PROBLEM
Would you restate every entry that follows, word for word, and leave out the pictures?

DATA SHOWN
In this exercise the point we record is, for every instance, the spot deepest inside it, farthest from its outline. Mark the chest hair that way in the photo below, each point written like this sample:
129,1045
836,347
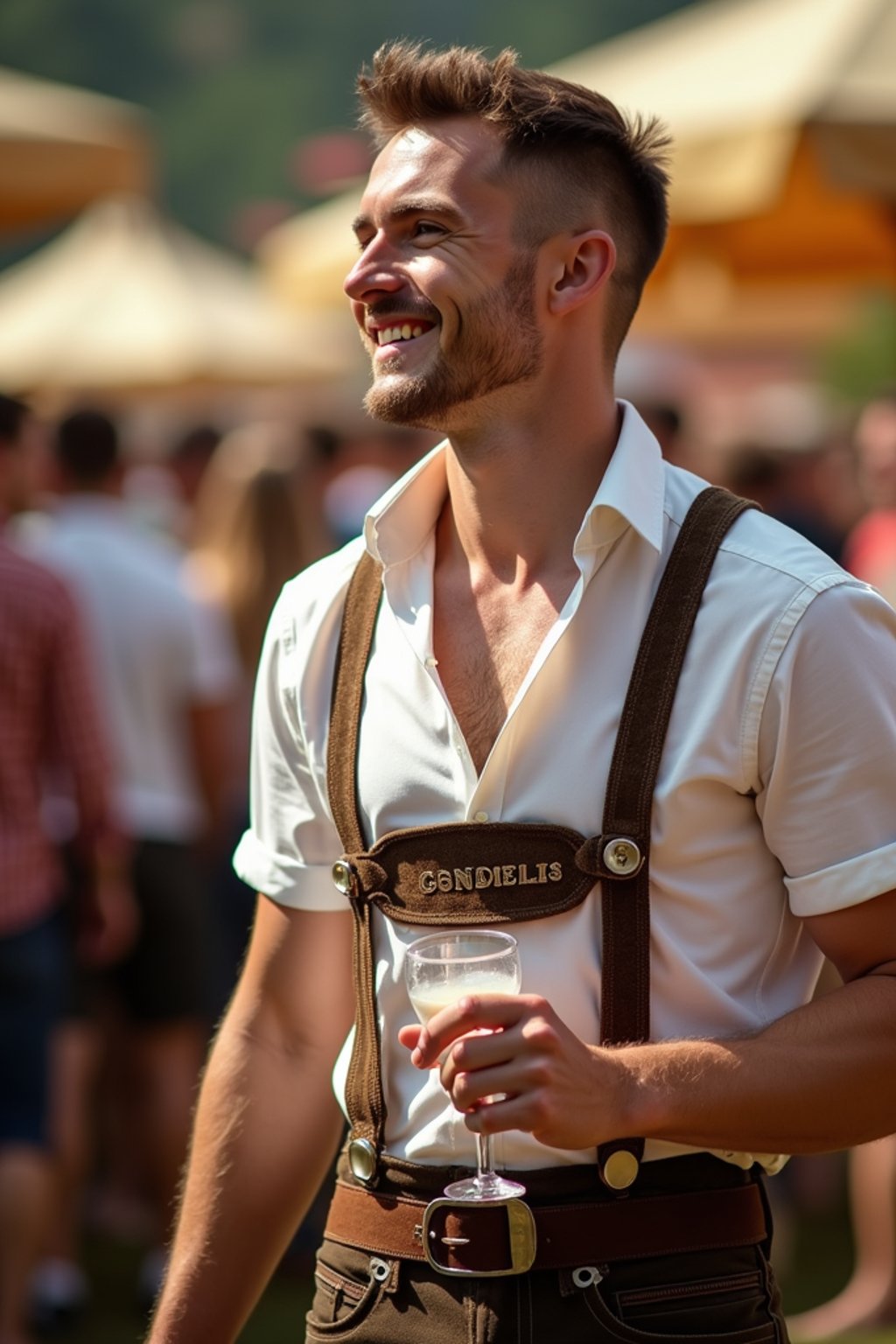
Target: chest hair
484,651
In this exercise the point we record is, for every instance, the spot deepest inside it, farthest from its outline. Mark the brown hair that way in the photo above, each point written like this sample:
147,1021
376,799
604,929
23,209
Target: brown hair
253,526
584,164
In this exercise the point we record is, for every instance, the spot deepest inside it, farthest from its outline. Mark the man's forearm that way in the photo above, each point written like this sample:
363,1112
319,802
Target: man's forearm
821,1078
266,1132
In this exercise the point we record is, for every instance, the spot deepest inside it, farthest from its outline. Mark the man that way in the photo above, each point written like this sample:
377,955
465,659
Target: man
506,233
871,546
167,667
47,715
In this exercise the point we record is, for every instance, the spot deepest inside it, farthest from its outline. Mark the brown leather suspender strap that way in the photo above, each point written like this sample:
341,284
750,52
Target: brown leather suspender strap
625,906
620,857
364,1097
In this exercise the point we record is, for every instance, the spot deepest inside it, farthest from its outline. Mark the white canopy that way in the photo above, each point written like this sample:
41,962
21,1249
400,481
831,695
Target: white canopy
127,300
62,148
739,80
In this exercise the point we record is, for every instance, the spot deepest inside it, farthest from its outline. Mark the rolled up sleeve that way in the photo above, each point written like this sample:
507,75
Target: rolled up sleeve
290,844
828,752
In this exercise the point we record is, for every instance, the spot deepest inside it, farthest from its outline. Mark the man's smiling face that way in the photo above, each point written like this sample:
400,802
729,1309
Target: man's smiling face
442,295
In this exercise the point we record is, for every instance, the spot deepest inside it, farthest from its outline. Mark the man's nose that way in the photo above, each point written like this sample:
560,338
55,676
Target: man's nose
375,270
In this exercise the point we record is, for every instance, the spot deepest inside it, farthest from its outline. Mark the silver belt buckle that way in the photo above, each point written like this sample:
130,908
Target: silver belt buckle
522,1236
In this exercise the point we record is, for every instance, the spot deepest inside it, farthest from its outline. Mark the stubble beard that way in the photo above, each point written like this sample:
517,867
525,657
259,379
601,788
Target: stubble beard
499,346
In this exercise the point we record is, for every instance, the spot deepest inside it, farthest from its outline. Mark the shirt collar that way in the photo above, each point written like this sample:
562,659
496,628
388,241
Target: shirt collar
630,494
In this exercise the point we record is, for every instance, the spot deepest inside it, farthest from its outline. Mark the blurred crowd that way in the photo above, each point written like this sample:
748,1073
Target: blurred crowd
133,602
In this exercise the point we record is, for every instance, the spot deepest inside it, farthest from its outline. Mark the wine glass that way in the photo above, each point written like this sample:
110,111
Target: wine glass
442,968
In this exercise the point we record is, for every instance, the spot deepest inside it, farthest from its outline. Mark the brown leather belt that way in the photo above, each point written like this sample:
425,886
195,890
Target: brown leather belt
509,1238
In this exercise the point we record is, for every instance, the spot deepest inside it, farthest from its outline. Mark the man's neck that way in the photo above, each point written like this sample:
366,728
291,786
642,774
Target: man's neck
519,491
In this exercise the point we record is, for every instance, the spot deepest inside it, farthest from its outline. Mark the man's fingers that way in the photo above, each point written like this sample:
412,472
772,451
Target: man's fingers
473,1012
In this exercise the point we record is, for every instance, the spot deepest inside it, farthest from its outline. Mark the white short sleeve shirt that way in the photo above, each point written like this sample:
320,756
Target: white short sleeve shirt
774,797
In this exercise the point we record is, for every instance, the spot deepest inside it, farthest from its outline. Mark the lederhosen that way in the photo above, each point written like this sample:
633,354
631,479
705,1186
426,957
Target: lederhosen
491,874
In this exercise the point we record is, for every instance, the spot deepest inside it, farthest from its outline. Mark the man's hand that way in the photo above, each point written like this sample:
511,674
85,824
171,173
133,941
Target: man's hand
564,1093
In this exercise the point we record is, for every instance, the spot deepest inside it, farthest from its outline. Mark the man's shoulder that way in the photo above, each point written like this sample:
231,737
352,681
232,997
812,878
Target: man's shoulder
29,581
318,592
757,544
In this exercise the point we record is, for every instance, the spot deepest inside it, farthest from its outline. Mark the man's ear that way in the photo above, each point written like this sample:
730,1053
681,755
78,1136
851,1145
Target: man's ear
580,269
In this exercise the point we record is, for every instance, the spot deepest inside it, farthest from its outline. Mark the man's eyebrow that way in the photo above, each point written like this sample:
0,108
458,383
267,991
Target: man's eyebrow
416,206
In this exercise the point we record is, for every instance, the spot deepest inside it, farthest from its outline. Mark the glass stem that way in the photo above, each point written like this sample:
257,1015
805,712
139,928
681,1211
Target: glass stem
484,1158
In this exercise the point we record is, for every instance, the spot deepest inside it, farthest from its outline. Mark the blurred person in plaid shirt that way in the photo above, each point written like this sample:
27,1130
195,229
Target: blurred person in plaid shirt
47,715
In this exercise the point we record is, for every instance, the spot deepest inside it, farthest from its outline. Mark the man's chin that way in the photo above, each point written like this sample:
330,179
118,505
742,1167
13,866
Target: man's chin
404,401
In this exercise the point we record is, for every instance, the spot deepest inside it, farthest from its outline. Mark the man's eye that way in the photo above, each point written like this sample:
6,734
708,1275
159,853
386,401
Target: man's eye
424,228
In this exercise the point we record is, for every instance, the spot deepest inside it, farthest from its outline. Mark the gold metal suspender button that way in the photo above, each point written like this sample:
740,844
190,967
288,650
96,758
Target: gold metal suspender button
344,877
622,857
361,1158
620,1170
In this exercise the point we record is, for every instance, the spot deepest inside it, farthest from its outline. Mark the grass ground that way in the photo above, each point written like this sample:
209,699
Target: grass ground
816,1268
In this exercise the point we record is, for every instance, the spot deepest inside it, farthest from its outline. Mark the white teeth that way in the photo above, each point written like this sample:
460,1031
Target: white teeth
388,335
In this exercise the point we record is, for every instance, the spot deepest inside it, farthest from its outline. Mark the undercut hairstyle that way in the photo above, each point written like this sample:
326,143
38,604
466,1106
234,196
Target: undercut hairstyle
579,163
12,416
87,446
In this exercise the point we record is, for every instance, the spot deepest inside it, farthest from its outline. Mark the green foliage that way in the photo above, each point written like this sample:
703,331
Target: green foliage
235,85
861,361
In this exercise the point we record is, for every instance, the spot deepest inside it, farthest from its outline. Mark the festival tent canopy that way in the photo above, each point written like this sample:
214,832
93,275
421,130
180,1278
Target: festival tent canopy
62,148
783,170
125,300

REPLY
In this exercise the point we record is, for every instance, the spot deepest inside it, farthest from its outline. Mark the chest hair that way in the photo below, each point written like this sample:
129,1045
836,347
Target: chest hair
484,651
In this exercise the point we record is, for every instance, the spot deepest inside it, farthest from its outline. Mark the brown hair that way in the photo above, each point written like this sample:
147,1021
376,799
604,929
23,209
Target: brown hair
253,526
584,164
In this exercise the point we record is, for every instance, the spot deepest inside it, farthest from its outline. Mark the man's forearm that way in the photo above, each point written like this sample:
363,1112
319,802
Target: man's forearm
821,1078
266,1132
In this exercise the point we record is, for every instance, the spot deepest inside it, farthest from its outline. Mark the man that way in the photo above, each point written like this sample:
377,955
465,659
Target: man
506,233
871,546
167,667
47,715
In this exercise the point we record is, for every instance, the spot deepest inside it, farthest from its outline. Mark the brown leather suspender strap that way in the photo above, each point written like this sample:
341,284
750,52
Target: brown leather suspender strap
625,906
620,857
364,1097
In this exercise the point we record is, for every instance, the spot deepest inside it, farthest from its outline. Mark the white canopy that way in the photo above, each point written like this sample:
41,962
21,1249
400,481
831,695
Target: white canopy
127,300
62,148
739,80
In this exercise the point we record is, for every instance, the spot deepest inside it, farthest from its outline. Mark the rolled up sleeve that way in the photo above, each point written like this sample:
507,75
Target: rolled up sleeve
290,844
828,752
In this exercise the point we record is, for every instance, the spot deepest inside it, farthest from its outline. Mark the man's smiling face that way in the photo above, each point written like this sample:
400,802
729,1309
Target: man's smiling face
442,295
In this exercise the point we record is, for every instance, the spot deepest inside it, farthest from its outline. Mark the man's nose that way in the photo above, each point written like this sample:
560,338
55,676
Target: man's nose
375,270
In this exercise the point we record is, for every instance, the spot deepest inside it, farthest from its outline. Mark the silver belt buckle that way in the photo above, each point written like this sample:
130,908
Target: silver belt buckle
522,1236
In this exercise the point we record is, for every instance, the spot deepest inside it, farthest from its outline. Mark the stubble beard that way in the photo above, each point written like this sample:
517,867
525,657
259,379
601,788
Target: stubble beard
499,346
In this exercise the point we record is, for every instance, the spot deepest inside it, farthest from its outline. Mark the shirt collar that way in the photo above, each point written like this sample:
562,659
496,628
388,241
Target: shirt collar
630,494
In this exercise the point we record is, for every instance, the spot deepest inside it, farthest from its outline. Mark the blurred crowd that way in the photo above, each point written like this sample:
748,1073
Target: blurred crowd
133,602
In this exercise the point we record is, for every instance, the spot deepest inside it, farthest from its outline. Mark the wine glass that way in the photo above, each point written like this sample:
110,111
Target: wine glass
442,968
In this exercise the point we record is, for every instance, the spot deepest inside it, farthest from its outline. Mark the brown leather belt that way in the photo above, each point written like this sample:
425,886
195,890
Target: brown leather belt
509,1238
In this exercise the point we record is, for every instance, the spot deepest inside it, farthest from its outline. Mark the man's neck that way in the photo above, each point written like this sample:
366,728
291,786
642,774
Target: man's neck
519,491
In this exercise the point we record is, for every instance, the spot deepest inside it, farthest from its outline. Mark the man's fingers that way in the photo above, each point written like this sample:
412,472
772,451
Target: man's fingers
473,1012
In this exercise the point we record is, for every instance, the spot deepest inside it, farthest from its outline. Mark the white short sleeve shirt that way in the photo above, each point written like this sample:
320,756
Target: white short sleeve shirt
774,797
In this exercise the point we record is, for every instance, the spot deepest inside it, farthest from its outline. Mark the lederhosen that way in the photo above, each point written like this sample:
633,354
631,479
705,1186
426,957
Target: lederhosen
491,874
In this exercise the point we record is, for every instance, the spot deepest inside it, farthest from its outline. Mark the man's hand that way in the photo above, each point written like this sample:
511,674
85,824
171,173
133,941
Target: man's hand
564,1093
In this exercise the point we record is, for every instance, the spot deepest inside it, farthest from its outline. Mark the man's shoulder that way in the photo above, each point written like this sample:
231,737
352,681
232,997
812,878
Target: man's shoulder
29,581
318,592
757,544
In this exercise the point we record is, for every instance, the spot deepest inside it, farthest from its outline. Mark the man's ear that way in the photo above, each point written like this sample:
730,1053
681,755
78,1136
851,1145
Target: man's ear
580,269
In this exercise the point we record is, for every instance, the spot deepest inside it, farthest from its outline. Mark the man's eyebrow that way in the photo above, each point written like this sample:
0,108
458,383
267,991
Target: man's eyebrow
416,206
In this exercise the point we record is, for every instance, the spot deepest inside it, farthest from its outline. Mark the glass stem that way in the photo above, each point written like this sample:
257,1015
805,712
139,928
681,1211
Target: glass stem
484,1158
In this exercise the point we record is, for every instance, the spot deepest inside it, farthest from its outline. Mark the blurred person in plaid shirt that way in the photo above, each point written like this sample:
27,1130
195,229
Target: blurred person in plaid shirt
47,715
In this exercise the point we record is, for every instance, the spot deepest inside it, farthest from its outline. Mark the man's chin that way in the photo above, each point written like this sample:
330,179
118,505
742,1167
13,866
Target: man's chin
404,401
In this exercise the point we record is, for every instance, the spot deepest inside it, farthest from its outline. Mark the man's eye that way in the photo above, each point written like this sample:
6,734
708,1275
159,853
386,401
Target: man's eye
424,228
In this exercise the point we record is, for every instance, the spot deepest inside it, farthest from its outline. Mark the gold metal suspender button that way in the photo above, each point written like this sample:
740,844
190,967
288,650
96,758
Target: gold metal suspender button
344,877
622,857
361,1158
620,1170
In this exercise the point we record is, for every instance, the spot deepest inside it, farthest from its outline. Mark the grass ground that way in the photo above, each point written like this sample:
209,699
Target: grass ground
816,1268
In this exercise the point we record is, for every instance, the spot deepest inside it, farthest from its outline. Mark the white teeth that way in the photo above, each point written like this sample:
460,1031
Target: white teeth
388,335
In this exercise the point we record is, for every instance, the spot deepest inside it, farthest from its outline. Mark the undercut hairstyle that way in the photo above, each point written like this sample:
326,143
38,604
466,1106
234,196
Target: undercut hairstyle
579,163
12,416
87,446
In this exercise the point we record is, for every instance, the spot deepest inside it, farthest from its outline. Mark the green foliage that way in the photo above, each point written like this sample:
703,331
Target: green foliage
235,85
861,361
In this exercise the point we record is, for every instance, the spot deepest inside it, farthest from its outline. Mark the festival tent canopy that way in the photo above, each point written like this sample:
214,832
93,275
421,130
180,1278
Target: festival tent canopy
62,148
783,170
125,300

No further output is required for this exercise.